To do - Would you repeat every line below exactly, please?

Data to process -
============================================================

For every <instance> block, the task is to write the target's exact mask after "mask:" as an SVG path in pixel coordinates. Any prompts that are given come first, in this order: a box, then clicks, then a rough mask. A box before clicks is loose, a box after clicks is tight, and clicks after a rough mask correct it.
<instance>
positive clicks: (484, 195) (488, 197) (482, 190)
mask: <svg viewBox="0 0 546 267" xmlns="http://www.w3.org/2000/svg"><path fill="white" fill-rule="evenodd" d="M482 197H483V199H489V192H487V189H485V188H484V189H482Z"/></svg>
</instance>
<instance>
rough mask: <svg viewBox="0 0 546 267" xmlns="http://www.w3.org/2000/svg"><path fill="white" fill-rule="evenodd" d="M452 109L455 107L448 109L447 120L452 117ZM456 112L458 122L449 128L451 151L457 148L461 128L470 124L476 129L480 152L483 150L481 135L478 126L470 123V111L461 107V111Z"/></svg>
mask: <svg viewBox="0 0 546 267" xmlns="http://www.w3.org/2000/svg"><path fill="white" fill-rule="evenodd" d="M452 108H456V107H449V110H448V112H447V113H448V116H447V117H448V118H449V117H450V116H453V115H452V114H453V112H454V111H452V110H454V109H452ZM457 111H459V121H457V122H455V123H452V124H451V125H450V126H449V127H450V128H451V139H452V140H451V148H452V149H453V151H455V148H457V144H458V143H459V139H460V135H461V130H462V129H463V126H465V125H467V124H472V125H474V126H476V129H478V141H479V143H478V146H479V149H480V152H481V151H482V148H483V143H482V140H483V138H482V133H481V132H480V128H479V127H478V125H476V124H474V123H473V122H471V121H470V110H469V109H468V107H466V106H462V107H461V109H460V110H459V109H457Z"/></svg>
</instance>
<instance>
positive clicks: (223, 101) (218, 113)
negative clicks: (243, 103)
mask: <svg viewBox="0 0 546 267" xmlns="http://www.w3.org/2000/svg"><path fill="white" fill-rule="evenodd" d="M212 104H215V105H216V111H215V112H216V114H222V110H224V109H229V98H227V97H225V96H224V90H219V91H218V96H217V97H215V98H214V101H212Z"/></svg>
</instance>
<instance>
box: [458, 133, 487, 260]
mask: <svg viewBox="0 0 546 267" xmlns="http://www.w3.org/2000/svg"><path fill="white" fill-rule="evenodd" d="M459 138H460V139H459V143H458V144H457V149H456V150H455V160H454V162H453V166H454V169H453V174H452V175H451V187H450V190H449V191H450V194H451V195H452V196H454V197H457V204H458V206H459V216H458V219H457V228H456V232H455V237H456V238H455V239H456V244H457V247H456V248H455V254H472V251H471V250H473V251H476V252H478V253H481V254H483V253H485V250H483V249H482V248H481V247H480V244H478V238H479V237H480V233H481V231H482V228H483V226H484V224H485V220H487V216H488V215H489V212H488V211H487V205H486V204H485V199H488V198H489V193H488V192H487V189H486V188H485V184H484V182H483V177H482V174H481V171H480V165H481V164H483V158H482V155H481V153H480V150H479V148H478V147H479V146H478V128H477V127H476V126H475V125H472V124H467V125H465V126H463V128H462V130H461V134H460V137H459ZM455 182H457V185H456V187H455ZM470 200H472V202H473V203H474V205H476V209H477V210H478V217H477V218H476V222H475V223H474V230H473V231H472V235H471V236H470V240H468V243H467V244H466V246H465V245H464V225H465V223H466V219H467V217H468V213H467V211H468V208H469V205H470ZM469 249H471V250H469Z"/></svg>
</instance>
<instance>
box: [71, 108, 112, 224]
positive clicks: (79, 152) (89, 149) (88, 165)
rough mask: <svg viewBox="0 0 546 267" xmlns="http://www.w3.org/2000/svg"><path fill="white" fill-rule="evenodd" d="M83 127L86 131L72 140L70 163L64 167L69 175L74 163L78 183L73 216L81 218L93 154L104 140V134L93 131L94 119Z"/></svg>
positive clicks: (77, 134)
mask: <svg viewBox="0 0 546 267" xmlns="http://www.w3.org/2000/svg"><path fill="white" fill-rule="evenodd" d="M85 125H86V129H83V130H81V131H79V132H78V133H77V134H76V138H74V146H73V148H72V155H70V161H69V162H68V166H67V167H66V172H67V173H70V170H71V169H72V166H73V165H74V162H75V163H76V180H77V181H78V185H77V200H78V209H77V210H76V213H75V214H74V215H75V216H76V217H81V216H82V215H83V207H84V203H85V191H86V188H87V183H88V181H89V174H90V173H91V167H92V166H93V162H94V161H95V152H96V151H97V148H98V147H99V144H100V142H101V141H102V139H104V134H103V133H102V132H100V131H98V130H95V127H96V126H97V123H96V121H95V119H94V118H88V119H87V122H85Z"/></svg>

============================================================

Written solution -
For every <instance> block, the task is to write the target's exact mask after "mask:" as an SVG path in pixel coordinates. Any prompts that are given come first, in this order: a box, then clicks, then a rough mask. A box before clicks is loose, a box after clicks is tight, and clicks after a rough mask correct it.
<instance>
positive clicks: (484, 195) (488, 197) (482, 190)
mask: <svg viewBox="0 0 546 267" xmlns="http://www.w3.org/2000/svg"><path fill="white" fill-rule="evenodd" d="M482 197H483V199H489V192H487V189H485V188H484V189H482Z"/></svg>
</instance>
<instance>
rough mask: <svg viewBox="0 0 546 267" xmlns="http://www.w3.org/2000/svg"><path fill="white" fill-rule="evenodd" d="M452 109L455 107L448 109L447 120L452 117ZM456 112L458 122L449 128L451 151L457 148L461 128L470 124L476 129L480 152L483 150L481 135L478 126L470 123V111L461 107V111Z"/></svg>
mask: <svg viewBox="0 0 546 267" xmlns="http://www.w3.org/2000/svg"><path fill="white" fill-rule="evenodd" d="M452 108H456V107H449V110H448V112H447V113H448V116H447V117H448V118H449V117H450V116H453V115H452V114H453V112H454V111H452V110H454V109H452ZM457 111H459V121H457V122H455V123H452V124H451V125H450V126H449V127H450V128H451V139H452V140H451V148H452V149H453V151H455V148H457V144H458V143H459V139H460V135H461V130H462V129H463V126H465V125H467V124H472V125H474V126H476V129H478V141H479V143H478V146H479V149H480V152H481V151H482V148H483V143H482V140H483V138H482V133H481V132H480V128H479V127H478V125H476V124H474V123H473V122H471V121H470V110H469V109H468V107H466V106H462V107H461V109H460V110H459V109H457Z"/></svg>
</instance>
<instance>
positive clicks: (223, 101) (218, 113)
negative clicks: (243, 103)
mask: <svg viewBox="0 0 546 267" xmlns="http://www.w3.org/2000/svg"><path fill="white" fill-rule="evenodd" d="M212 104H215V105H216V111H215V112H216V114H222V110H224V109H229V98H227V97H225V96H224V90H219V91H218V96H217V97H215V98H214V101H212Z"/></svg>
</instance>
<instance>
box: [458, 133, 487, 260]
mask: <svg viewBox="0 0 546 267" xmlns="http://www.w3.org/2000/svg"><path fill="white" fill-rule="evenodd" d="M459 138H460V139H459V143H458V144H457V149H456V150H455V160H454V162H453V166H454V169H453V174H452V175H451V187H450V190H449V191H450V194H451V195H452V196H454V197H457V204H458V206H459V216H458V219H457V228H456V232H455V237H456V238H455V239H456V244H457V247H456V248H455V254H472V251H471V250H473V251H476V252H478V253H481V254H483V253H485V250H483V249H482V248H481V247H480V244H478V238H479V237H480V233H481V231H482V228H483V226H484V224H485V220H487V216H488V215H489V212H488V211H487V205H486V204H485V199H488V198H489V193H488V192H487V189H486V188H485V184H484V182H483V177H482V174H481V171H480V165H481V164H483V158H482V155H481V153H480V150H479V148H478V147H479V146H478V128H477V127H476V126H475V125H472V124H467V125H465V126H463V128H462V130H461V134H460V137H459ZM455 182H457V185H456V187H455ZM470 200H472V202H473V203H474V205H476V209H477V210H478V217H477V218H476V222H475V223H474V230H473V231H472V235H471V236H470V240H468V243H467V244H466V246H465V245H464V225H465V223H466V219H467V217H468V213H467V211H468V208H469V205H470ZM469 249H471V250H469Z"/></svg>
</instance>
<instance>
box: [71, 108, 112, 224]
positive clicks: (79, 152) (89, 149) (88, 165)
rough mask: <svg viewBox="0 0 546 267" xmlns="http://www.w3.org/2000/svg"><path fill="white" fill-rule="evenodd" d="M83 127L86 131L72 140L70 163L64 167L69 175L74 163L78 183L73 216L81 218L93 154L104 140V134L93 131L94 119Z"/></svg>
positive clicks: (77, 134)
mask: <svg viewBox="0 0 546 267" xmlns="http://www.w3.org/2000/svg"><path fill="white" fill-rule="evenodd" d="M85 125H86V129H83V130H81V131H79V132H78V133H77V134H76V138H74V146H73V148H72V155H70V161H69V162H68V166H67V167H66V172H67V173H70V170H71V169H72V166H73V165H74V162H75V163H76V180H77V181H78V185H77V200H78V209H77V210H76V213H75V214H74V215H75V216H76V217H81V216H82V215H83V207H84V203H85V191H86V188H87V183H88V181H89V174H90V173H91V167H92V166H93V162H94V161H95V152H96V151H97V148H98V147H99V144H100V142H101V141H102V139H104V134H103V133H102V132H100V131H98V130H95V127H96V126H97V123H96V121H95V119H94V118H88V119H87V122H85Z"/></svg>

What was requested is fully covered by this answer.